_Items_
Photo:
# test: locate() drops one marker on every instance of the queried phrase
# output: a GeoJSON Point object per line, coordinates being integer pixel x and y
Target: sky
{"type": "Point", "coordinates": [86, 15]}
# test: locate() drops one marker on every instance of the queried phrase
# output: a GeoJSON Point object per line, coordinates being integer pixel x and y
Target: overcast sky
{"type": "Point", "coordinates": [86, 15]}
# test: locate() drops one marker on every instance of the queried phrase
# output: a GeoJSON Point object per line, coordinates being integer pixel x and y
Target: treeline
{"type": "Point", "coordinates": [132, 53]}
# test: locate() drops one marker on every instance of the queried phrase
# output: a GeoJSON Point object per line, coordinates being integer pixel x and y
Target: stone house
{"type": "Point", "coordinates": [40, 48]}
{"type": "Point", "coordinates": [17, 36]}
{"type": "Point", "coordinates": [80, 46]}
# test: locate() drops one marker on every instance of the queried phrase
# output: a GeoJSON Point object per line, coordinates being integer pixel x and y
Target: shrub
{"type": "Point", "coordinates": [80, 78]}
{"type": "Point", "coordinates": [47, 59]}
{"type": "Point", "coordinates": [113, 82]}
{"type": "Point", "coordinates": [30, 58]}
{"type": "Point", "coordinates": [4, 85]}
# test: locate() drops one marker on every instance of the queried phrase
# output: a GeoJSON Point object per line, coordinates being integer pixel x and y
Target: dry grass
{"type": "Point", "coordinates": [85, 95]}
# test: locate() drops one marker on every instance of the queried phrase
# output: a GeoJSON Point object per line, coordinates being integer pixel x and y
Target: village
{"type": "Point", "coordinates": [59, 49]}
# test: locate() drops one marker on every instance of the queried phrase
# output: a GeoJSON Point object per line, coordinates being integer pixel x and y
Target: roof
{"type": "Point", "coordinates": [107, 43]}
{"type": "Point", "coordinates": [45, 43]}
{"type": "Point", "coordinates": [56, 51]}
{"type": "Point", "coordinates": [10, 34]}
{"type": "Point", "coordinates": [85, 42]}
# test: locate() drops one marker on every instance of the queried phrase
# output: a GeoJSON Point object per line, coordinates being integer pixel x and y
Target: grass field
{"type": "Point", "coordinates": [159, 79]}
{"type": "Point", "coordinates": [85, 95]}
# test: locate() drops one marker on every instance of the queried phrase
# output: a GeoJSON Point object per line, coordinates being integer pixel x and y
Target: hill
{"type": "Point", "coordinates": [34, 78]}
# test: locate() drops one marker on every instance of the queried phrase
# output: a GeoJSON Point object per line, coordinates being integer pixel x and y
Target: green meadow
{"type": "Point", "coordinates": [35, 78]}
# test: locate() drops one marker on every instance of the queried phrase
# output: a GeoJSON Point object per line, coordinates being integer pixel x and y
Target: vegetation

_Your task_
Reproduce all of the data exactly as given.

_The answer_
Photo:
# test: locate() drops one marker on every instance of the queried phrase
# output: a GeoJSON Point object per line, coordinates being integer pixel x and y
Target: sky
{"type": "Point", "coordinates": [86, 15]}
# test: locate() drops one marker on every instance of the queried phrase
# output: a GeoJSON Point object per line, coordinates being integer pixel x and y
Target: overcast sky
{"type": "Point", "coordinates": [86, 15]}
# test: locate() drops one marker on every instance of the queried phrase
# output: a GeoJSON Point object per line, coordinates being integer pixel x and y
Target: treeline
{"type": "Point", "coordinates": [132, 53]}
# test: locate() drops one marker on every instance of the queried phrase
# output: a GeoJSON Point object per line, coordinates being integer pixel x and y
Target: stone house
{"type": "Point", "coordinates": [40, 48]}
{"type": "Point", "coordinates": [17, 36]}
{"type": "Point", "coordinates": [80, 46]}
# test: locate() drops one marker on every instance of the queried phrase
# output: a GeoJSON Point object per line, coordinates being integer pixel x and y
Target: shrub
{"type": "Point", "coordinates": [80, 78]}
{"type": "Point", "coordinates": [47, 59]}
{"type": "Point", "coordinates": [113, 82]}
{"type": "Point", "coordinates": [30, 58]}
{"type": "Point", "coordinates": [4, 85]}
# test: locate() drops one marker on every instance of the queried phrase
# output: a GeoJSON Point object per line, coordinates being integer pixel x and y
Target: dry grass
{"type": "Point", "coordinates": [85, 95]}
# test: locate() drops one marker on every instance of the queried phrase
# output: a GeoJSON Point object per line, coordinates being integer pixel x and y
Target: village
{"type": "Point", "coordinates": [59, 49]}
# test: locate() drops one marker on every instance of the queried phrase
# output: a GeoJSON Point object per line, coordinates being integer pixel x and y
Target: roof
{"type": "Point", "coordinates": [107, 43]}
{"type": "Point", "coordinates": [45, 43]}
{"type": "Point", "coordinates": [56, 51]}
{"type": "Point", "coordinates": [10, 34]}
{"type": "Point", "coordinates": [85, 42]}
# test: locate() drops one marker on every instance of the queried phrase
# output: a GeoJSON Point object per line, coordinates being integer pixel x and y
Target: grass field
{"type": "Point", "coordinates": [159, 79]}
{"type": "Point", "coordinates": [85, 95]}
# test: locate() drops one marker on every instance of the queried phrase
# output: a GeoJSON Point object per line, coordinates being integer pixel x and y
Target: hill
{"type": "Point", "coordinates": [34, 78]}
# test: locate() drops one marker on every instance of the queried phrase
# output: a GeoJSON Point object per line, coordinates being integer pixel x and y
Target: green meadow
{"type": "Point", "coordinates": [35, 78]}
# test: locate() drops one marker on every instance of the queried phrase
# output: a GeoJSON Point object per line, coordinates being integer pixel x and y
Target: vegetation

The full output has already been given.